EXERCISE REQUIREMENTS =>
State how many lines of the data below contain the string "field". Give only the number.

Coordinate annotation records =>
>>>>
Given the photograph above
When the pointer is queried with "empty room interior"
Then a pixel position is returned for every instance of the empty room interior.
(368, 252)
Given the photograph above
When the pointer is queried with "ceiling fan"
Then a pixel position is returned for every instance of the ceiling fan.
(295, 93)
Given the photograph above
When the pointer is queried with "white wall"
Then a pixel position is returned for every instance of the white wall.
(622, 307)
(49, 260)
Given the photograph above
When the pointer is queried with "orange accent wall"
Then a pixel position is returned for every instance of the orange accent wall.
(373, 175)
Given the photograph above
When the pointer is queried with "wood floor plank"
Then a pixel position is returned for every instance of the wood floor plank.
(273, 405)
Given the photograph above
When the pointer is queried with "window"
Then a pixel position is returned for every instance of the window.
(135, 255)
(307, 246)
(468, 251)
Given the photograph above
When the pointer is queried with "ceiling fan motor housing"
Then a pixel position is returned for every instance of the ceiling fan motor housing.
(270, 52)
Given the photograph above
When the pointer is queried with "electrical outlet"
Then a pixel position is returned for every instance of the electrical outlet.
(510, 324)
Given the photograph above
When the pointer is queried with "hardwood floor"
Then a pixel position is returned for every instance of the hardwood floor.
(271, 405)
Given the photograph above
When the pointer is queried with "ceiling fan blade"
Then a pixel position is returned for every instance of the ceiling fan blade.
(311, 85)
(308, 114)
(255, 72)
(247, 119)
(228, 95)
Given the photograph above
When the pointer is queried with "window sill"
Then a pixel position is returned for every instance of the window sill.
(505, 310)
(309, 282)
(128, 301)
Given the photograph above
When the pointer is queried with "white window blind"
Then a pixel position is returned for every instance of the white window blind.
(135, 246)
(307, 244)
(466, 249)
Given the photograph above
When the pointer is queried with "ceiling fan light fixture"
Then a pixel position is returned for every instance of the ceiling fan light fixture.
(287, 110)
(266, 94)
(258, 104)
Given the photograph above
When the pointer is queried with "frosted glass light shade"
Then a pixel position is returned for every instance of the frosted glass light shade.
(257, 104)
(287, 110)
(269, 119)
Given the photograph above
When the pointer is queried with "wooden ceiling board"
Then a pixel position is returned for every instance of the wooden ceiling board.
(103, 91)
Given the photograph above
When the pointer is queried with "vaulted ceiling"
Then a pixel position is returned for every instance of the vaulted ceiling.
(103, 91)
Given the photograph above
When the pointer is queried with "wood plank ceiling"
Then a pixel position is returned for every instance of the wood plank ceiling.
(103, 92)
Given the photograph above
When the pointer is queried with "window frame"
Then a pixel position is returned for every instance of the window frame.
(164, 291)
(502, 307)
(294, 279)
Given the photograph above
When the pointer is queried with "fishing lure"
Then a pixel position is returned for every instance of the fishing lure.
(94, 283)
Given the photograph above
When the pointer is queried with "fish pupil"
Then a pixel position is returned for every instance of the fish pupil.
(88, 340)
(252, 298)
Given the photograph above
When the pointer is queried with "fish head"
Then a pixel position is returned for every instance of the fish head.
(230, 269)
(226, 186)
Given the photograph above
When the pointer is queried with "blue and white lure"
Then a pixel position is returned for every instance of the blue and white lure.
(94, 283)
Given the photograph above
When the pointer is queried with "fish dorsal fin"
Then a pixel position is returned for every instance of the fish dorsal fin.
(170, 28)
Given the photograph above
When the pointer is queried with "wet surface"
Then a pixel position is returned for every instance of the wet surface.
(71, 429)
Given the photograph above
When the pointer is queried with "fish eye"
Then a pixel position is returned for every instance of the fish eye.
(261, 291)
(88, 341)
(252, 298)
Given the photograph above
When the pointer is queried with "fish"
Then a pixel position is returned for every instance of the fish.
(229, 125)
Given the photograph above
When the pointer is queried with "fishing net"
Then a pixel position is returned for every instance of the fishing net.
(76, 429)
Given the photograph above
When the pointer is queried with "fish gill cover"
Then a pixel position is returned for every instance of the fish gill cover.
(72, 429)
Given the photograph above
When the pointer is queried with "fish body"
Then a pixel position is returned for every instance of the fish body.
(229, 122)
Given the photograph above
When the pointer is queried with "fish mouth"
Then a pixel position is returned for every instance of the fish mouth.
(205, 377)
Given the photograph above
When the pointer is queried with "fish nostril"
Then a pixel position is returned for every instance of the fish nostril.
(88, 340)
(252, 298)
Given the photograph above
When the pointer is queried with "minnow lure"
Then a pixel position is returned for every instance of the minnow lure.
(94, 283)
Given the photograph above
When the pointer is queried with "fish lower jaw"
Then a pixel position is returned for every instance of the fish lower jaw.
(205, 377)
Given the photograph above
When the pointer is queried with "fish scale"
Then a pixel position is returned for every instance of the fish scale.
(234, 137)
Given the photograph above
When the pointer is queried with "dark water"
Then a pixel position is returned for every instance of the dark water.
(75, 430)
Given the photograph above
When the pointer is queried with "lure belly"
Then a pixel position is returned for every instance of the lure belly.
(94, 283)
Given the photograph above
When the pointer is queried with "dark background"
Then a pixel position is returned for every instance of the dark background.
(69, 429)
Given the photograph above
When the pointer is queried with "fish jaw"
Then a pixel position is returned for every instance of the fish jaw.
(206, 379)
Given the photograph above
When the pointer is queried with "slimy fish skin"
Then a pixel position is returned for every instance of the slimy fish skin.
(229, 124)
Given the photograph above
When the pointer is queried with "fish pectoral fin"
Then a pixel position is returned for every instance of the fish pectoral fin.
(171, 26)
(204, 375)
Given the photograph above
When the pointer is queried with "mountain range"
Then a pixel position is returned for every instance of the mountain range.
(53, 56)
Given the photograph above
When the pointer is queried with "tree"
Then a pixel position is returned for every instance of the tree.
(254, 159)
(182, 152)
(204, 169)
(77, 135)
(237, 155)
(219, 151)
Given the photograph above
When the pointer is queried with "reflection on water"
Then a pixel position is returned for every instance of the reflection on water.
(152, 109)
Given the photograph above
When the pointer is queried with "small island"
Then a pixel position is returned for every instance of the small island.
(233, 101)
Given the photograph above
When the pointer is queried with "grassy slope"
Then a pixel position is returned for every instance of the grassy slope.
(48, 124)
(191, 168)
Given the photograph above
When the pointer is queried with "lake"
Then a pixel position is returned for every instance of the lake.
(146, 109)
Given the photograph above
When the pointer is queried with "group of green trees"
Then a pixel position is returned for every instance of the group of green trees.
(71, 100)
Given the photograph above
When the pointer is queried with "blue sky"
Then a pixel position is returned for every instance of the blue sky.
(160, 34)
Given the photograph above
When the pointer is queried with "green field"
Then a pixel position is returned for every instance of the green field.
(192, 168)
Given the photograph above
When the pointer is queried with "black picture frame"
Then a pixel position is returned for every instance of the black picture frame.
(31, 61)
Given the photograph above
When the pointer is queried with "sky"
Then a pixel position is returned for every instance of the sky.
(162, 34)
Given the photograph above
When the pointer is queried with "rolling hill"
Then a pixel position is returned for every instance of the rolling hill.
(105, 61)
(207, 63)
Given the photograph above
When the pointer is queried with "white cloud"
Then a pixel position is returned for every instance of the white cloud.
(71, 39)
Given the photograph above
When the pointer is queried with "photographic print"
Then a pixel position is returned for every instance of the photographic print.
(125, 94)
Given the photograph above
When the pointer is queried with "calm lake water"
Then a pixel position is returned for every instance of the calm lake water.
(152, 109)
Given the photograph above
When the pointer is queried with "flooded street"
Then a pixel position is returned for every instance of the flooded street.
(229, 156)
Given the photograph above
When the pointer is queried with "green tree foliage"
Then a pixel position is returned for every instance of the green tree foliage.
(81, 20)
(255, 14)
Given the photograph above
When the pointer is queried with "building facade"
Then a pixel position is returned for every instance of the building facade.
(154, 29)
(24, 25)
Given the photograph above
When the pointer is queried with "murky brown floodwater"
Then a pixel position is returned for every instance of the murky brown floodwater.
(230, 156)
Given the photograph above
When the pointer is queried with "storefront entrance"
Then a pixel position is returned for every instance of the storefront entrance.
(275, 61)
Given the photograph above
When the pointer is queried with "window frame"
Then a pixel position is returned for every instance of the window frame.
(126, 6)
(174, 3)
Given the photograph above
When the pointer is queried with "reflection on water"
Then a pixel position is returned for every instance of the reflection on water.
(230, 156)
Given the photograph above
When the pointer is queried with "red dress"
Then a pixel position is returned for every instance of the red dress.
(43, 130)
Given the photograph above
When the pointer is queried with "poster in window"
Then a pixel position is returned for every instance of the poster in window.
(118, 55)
<<<<
EXERCISE SOLUTION =>
2